__Extracted data entries__:
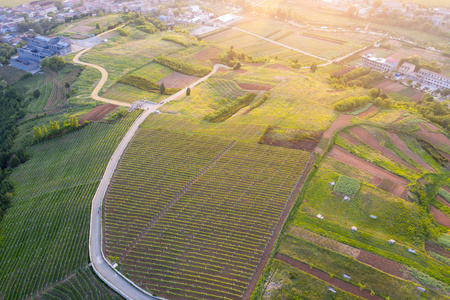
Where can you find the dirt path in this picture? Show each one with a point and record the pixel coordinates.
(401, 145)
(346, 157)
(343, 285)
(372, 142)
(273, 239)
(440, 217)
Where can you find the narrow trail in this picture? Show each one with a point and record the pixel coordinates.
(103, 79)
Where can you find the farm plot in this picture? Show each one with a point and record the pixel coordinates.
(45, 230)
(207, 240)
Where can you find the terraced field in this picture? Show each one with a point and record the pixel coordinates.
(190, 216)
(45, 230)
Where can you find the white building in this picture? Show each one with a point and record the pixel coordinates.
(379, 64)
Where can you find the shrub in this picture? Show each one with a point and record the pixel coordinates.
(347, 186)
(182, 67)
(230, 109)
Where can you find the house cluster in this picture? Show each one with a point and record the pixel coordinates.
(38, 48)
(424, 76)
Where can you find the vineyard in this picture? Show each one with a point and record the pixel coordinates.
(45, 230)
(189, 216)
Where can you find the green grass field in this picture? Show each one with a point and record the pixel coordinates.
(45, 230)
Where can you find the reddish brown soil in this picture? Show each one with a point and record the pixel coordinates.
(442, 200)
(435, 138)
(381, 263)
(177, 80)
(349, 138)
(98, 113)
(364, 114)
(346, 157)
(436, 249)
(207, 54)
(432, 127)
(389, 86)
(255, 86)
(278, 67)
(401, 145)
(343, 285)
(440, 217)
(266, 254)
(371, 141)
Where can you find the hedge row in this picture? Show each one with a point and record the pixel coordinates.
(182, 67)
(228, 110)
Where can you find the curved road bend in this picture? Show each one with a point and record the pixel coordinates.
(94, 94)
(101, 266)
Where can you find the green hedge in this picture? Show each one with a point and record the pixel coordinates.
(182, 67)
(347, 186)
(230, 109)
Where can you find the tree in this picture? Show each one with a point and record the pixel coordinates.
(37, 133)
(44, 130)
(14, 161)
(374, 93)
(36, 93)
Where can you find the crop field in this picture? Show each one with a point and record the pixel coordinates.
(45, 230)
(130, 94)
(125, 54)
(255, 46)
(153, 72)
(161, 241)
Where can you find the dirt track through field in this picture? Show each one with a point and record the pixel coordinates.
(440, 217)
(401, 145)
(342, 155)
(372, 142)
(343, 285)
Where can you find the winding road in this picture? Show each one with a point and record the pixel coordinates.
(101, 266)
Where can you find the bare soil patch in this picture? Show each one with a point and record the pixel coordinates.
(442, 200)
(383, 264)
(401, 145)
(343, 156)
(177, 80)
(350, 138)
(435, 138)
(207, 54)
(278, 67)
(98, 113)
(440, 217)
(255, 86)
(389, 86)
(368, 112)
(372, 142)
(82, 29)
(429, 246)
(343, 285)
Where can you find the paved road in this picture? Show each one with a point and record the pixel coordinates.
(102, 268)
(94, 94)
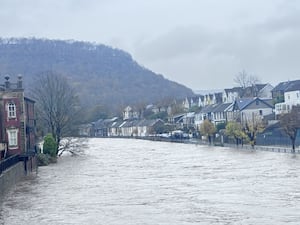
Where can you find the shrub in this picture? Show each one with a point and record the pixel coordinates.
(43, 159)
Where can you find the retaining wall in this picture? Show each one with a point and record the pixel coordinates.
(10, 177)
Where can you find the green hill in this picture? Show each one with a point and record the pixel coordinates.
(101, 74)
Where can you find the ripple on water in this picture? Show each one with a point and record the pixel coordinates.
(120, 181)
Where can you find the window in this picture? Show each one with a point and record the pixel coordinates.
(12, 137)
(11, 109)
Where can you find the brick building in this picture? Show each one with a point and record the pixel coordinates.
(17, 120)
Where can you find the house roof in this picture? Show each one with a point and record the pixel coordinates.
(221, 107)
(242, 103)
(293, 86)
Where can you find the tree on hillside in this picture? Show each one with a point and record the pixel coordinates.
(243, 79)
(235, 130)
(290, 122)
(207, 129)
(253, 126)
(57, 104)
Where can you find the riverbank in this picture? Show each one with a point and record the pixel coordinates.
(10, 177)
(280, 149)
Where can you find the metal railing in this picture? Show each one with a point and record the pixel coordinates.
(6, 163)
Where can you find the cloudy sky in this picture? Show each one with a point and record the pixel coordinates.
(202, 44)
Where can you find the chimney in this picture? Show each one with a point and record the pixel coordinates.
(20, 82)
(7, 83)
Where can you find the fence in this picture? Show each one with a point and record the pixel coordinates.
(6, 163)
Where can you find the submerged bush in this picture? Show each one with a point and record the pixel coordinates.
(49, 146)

__Task item__: The records above must be printed exactly, but the pictures they hold should be omitted.

__Answer box__:
Where can you find the dirt path in this picture? Show each one with a point and record the pixel coordinates.
(401, 145)
(346, 157)
(343, 285)
(372, 142)
(273, 239)
(440, 217)
Where can you find the narrow trail in this picture? Show each one with a point and record the pixel coordinates.
(103, 79)
Where can you find the farm plot in this picture? Show each one with a point and record the pixel coordinates.
(45, 230)
(207, 240)
Where can you find the terraced field in this picture? Show each one with a point and record the pixel coordinates.
(190, 216)
(45, 230)
Where can you find the white building in this picture? Show each one with a point and record the pixel coordinates.
(379, 64)
Where can you find the shrub in this picture? Show each one with a point and record the pixel coordinates.
(347, 186)
(182, 67)
(230, 109)
Where can you find the house cluster in this picture? Show each one with a point and record the pixel coordinates.
(38, 48)
(424, 76)
Where can you find the vineyard in this picture? Show each one with a point and record the pixel coordinates.
(45, 230)
(189, 216)
Where can you find the green grass field in this picture? Show each one with a point and record the pixel coordinates.
(45, 230)
Where can you find the reddish brown soil in this picture? Show each one with a point and record the pixel coordinates.
(442, 200)
(435, 138)
(381, 263)
(177, 80)
(349, 138)
(98, 113)
(364, 114)
(346, 157)
(436, 249)
(207, 54)
(432, 127)
(389, 86)
(255, 86)
(278, 67)
(401, 145)
(343, 285)
(440, 217)
(266, 254)
(371, 141)
Where can you find the hedge row in this picture? Show each one with a point and record the pixel coordinates.
(182, 67)
(228, 110)
Where can you find the curved road bend in this picture? Show each one with a point and record the pixel coordinates.
(94, 94)
(101, 266)
Where can you find the green hedge in this picture? Show each one with a point and record the pixel coordinates.
(182, 67)
(347, 186)
(230, 109)
Where can you find the tree in this picture? Show each one with a point and record the pixel coordinates.
(37, 133)
(44, 130)
(14, 161)
(374, 93)
(36, 93)
Where can you find the crop field in this picture? Show each one with a point and record the pixel coordinates.
(45, 230)
(130, 94)
(125, 54)
(255, 46)
(153, 72)
(161, 241)
Where can you find the dirt track through field in this picture? Show each one with a point and record the pixel coordinates.
(440, 217)
(401, 145)
(342, 155)
(372, 142)
(343, 285)
Where can you find the winding road in this picture? Show each one with a point and record the pixel coordinates.
(101, 266)
Where can you find the bare soil patch in this picture? Show each one with a point and record the pixel coordinates.
(442, 200)
(383, 264)
(401, 145)
(343, 156)
(177, 80)
(350, 138)
(435, 138)
(207, 54)
(278, 67)
(98, 113)
(440, 217)
(255, 86)
(389, 86)
(368, 112)
(372, 142)
(82, 29)
(429, 246)
(343, 285)
Where can you find the paved road in this picture? Show each one with a point and record the pixel coordinates.
(102, 268)
(94, 94)
Where can you find the shrub in this picture? Show each one with a point and record the pixel coordinates.
(43, 159)
Where can you find the retaining wall in this picture? Show each one with a point and record the pixel coordinates.
(10, 177)
Where can you find the green hill in this picture? Show each one with a point and record the pixel coordinates.
(101, 74)
Where can you find the ripple on water in this picture? Show each one with a point and record the pixel coordinates.
(120, 181)
Where can you find the window in this picture? Show each one with a point and record the pixel coordinates.
(12, 137)
(11, 109)
Where can you find the brick building in this picture? Show each one with a point and record the pixel coordinates.
(17, 120)
Where can you find the house roof in this picture? Show each one with a point and record the pixel coordinates.
(221, 107)
(242, 103)
(293, 86)
Where can you find the tree on hillside in this picture? Show each one with a point and record the pixel coordinates.
(243, 79)
(235, 130)
(290, 122)
(207, 129)
(253, 126)
(57, 104)
Where can you find the riverbank in this picture? Show each one with a point and record the pixel coordinates.
(10, 177)
(280, 149)
Where can you find the metal railing in this picture? Show each one with a point and record the pixel coordinates.
(6, 163)
Where can you find the cloudy sky in this picture? Show each one with a point and record the pixel coordinates.
(202, 44)
Where can you find the chimney in this picture? Show each one with a point and record the pixel coordinates.
(20, 82)
(7, 83)
Where can you find the fence in this picture? Show each one with a point and record the pixel coordinates.
(6, 163)
Where can you find the submerged bush in this picture? Show each one with a point and record the pixel coordinates.
(49, 146)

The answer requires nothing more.